Exercise description:
Copy every line of the records below, requests included, but rescale each coordinate in the answers by a factor of 2.3, rounding to the nearest whole number with halves rounded up. Leave the requests and their format samples unchanged, and omit the pictures.

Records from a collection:
-*-

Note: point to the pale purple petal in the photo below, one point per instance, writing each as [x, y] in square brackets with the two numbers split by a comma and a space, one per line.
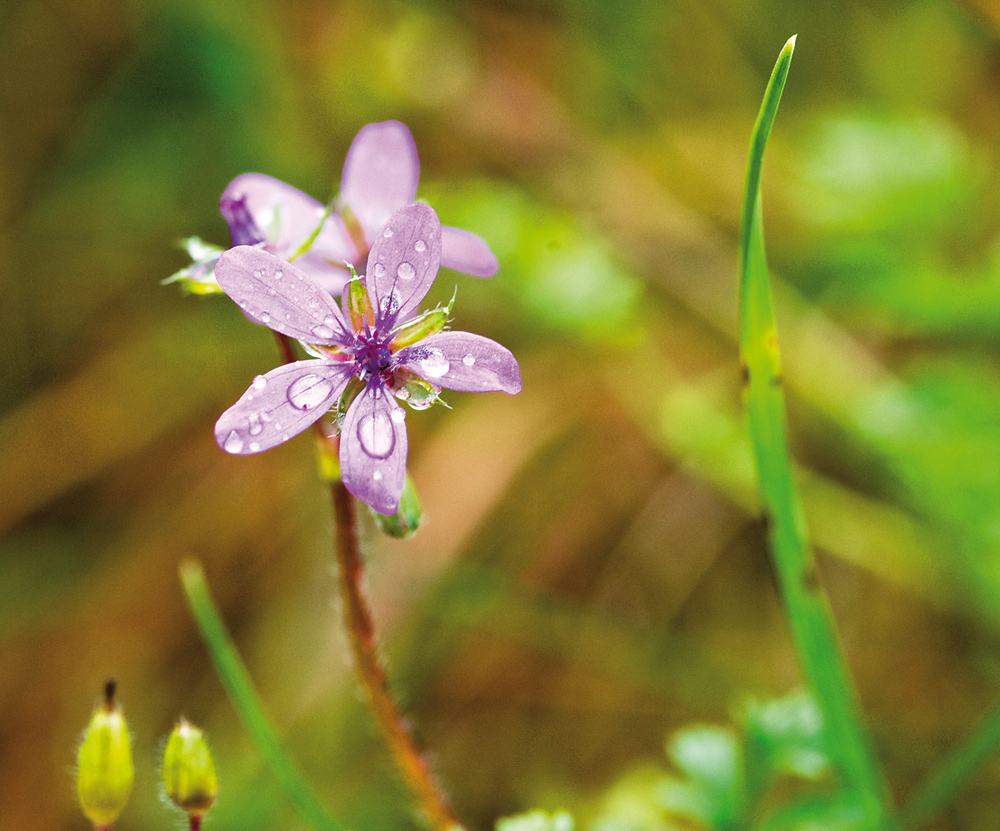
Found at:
[467, 252]
[273, 204]
[403, 263]
[330, 278]
[380, 173]
[279, 405]
[281, 296]
[463, 361]
[373, 449]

-*-

Worked solution:
Note: point to the pale purple petal in the photo below, one point per instance, writing each as [x, y] in square brackets with the two numbers split by a comma and a space, one per line.
Found at:
[1074, 580]
[628, 469]
[927, 605]
[759, 639]
[874, 398]
[642, 932]
[646, 681]
[1065, 830]
[858, 1033]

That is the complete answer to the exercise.